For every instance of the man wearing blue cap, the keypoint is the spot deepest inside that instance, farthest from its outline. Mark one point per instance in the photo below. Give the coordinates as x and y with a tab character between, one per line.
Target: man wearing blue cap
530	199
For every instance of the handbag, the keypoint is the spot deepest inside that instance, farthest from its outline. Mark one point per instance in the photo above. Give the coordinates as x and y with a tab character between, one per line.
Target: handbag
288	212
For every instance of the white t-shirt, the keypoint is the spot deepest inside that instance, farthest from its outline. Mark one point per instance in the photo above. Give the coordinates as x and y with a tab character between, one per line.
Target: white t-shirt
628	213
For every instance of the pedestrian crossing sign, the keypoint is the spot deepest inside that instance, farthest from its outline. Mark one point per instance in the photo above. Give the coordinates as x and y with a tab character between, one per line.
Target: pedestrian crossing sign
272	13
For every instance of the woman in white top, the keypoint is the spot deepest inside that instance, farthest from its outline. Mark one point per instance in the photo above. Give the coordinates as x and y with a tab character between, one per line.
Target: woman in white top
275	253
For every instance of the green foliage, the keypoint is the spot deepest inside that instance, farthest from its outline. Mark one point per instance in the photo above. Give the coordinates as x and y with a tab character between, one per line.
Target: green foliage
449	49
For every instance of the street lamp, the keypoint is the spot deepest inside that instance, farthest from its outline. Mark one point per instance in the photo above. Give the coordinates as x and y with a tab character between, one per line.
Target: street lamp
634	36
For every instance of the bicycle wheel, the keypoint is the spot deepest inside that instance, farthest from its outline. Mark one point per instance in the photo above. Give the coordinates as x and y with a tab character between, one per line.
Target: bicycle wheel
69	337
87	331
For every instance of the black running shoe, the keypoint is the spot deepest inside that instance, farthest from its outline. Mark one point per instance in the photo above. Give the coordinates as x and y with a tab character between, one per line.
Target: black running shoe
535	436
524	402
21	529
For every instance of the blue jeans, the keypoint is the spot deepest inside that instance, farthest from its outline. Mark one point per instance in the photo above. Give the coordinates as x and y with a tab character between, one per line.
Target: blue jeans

### Exercise aim
Copy all of the records above verbatim, line by line, without altering anything.

### Result
For every instance of the man wearing blue cap, the keypoint is the spot deepest inside that instance, farthest from its outline. Mark one point per instance in the photo below. Give the coordinates as x and y with a tab character between, one per line.
Target: man wearing blue cap
530	199
For every instance of the handbag, the keypoint is the spot deepest inside that instance, farthest from its outline. Mark one point per instance in the photo above. Give the coordinates as x and y with a tab character between, one per line.
Target: handbag
288	212
For every instance of the white t-shirt, the keypoint is the spot deepest inside that instance, farthest from its outline. Mark one point per instance in the photo above. Give the coordinates as x and y with a tab character between, one per line.
Target: white t-shirt
628	213
For every instance of the pedestrian crossing sign, the keypoint is the spot deepest inside that instance, farthest from its outline. Mark one point per instance in the photo above. Give the coordinates as x and y with a tab character between, one per line.
Target: pedestrian crossing sign
272	13
For every instance of the woman in white top, the keypoint is the spot deepest inside that instance, farthest from its outline. Mark one point per instance in the photo above. Give the coordinates as x and y with a tab character between, one per line.
Target: woman in white top
275	253
For every instance of the green foliage, the keypoint is the spot deepest inside that instance, farthest from its outline. Mark one point per instance in the photo above. Give the coordinates as x and y with a tab character between, one per line.
Target: green foliage
449	49
For every instance of the street lamp, the keypoint is the spot deepest inside that instance, farthest from its outline. Mark one point per instance in the photo above. Give the coordinates as x and y with a tab character between, one per line.
Target: street lamp
634	36
For every instance of the bicycle wheel, the keypoint is the spot deepest inside that instance, farthest from its outline. Mark one point per instance in the photo above. Give the coordinates as x and y with a tab character between, one per line.
Target: bicycle wheel
69	337
87	331
For every instance of the black running shoe, the keypoint is the spot deepest inside that instance, farthest from its outline. Mark one point per instance in the photo above. Give the coordinates as x and y with a tab character between, one per line.
Target: black running shoe
535	436
524	402
21	529
For every instance of the blue jeans, the keypoint is the spot deepest inside that instance, farthest from its outline. Mark one point per instance in the photo above. Give the coordinates as x and y with a tab character between, one per line.
Target: blue jeans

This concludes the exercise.